■ Task brief
Report, from the records below, every line where the word "jacket" appears.

■ Dataset records
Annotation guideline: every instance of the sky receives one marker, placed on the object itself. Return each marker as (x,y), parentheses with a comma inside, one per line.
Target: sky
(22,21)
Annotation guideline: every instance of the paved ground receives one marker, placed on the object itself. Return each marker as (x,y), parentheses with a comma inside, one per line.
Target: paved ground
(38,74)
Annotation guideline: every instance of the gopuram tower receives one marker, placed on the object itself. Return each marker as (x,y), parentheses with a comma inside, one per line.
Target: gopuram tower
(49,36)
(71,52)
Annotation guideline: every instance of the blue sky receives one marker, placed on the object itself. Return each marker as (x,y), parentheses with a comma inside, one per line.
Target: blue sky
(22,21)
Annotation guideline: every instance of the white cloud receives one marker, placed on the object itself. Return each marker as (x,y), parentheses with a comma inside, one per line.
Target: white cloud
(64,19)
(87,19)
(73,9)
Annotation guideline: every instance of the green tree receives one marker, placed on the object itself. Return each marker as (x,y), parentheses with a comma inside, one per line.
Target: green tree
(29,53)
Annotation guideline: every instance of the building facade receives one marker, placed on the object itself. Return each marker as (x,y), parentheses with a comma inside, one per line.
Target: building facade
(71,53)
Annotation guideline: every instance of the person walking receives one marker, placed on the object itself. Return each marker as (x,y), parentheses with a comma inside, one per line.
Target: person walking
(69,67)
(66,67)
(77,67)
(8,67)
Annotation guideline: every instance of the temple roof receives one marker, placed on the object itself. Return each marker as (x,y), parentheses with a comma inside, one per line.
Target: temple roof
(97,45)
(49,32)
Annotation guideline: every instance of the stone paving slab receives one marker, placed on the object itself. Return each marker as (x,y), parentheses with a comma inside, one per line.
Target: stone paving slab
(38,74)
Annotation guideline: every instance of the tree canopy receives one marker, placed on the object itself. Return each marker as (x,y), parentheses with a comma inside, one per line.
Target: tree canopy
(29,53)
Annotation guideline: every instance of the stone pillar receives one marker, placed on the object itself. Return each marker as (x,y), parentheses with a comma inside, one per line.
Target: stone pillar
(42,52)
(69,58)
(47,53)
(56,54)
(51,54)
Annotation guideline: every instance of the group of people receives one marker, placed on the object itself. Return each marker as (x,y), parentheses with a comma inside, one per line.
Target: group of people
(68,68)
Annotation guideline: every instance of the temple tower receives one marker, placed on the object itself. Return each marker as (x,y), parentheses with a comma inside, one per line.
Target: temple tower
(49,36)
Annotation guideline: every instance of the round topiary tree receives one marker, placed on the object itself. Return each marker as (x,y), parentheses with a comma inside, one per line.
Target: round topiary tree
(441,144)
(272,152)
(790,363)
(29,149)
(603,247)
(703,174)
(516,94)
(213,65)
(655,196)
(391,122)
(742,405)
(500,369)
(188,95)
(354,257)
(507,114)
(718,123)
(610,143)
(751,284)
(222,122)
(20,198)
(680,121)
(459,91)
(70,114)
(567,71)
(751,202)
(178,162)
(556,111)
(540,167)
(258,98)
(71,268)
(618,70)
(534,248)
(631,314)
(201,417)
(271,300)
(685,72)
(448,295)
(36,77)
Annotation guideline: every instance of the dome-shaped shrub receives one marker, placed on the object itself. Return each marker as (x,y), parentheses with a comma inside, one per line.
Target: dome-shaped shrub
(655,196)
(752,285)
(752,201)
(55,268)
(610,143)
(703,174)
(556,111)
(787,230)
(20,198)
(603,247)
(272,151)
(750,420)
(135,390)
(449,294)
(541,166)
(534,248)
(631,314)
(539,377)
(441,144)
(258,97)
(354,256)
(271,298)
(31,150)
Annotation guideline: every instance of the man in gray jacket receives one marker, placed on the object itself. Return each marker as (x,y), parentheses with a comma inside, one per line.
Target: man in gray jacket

■ Exercise response
Annotation guideline: every instance of the man in gray jacket receives one marker, placed on the object itself. Return each marker as (x,y), parentheses with a comma inside, one per line.
Target: man in gray jacket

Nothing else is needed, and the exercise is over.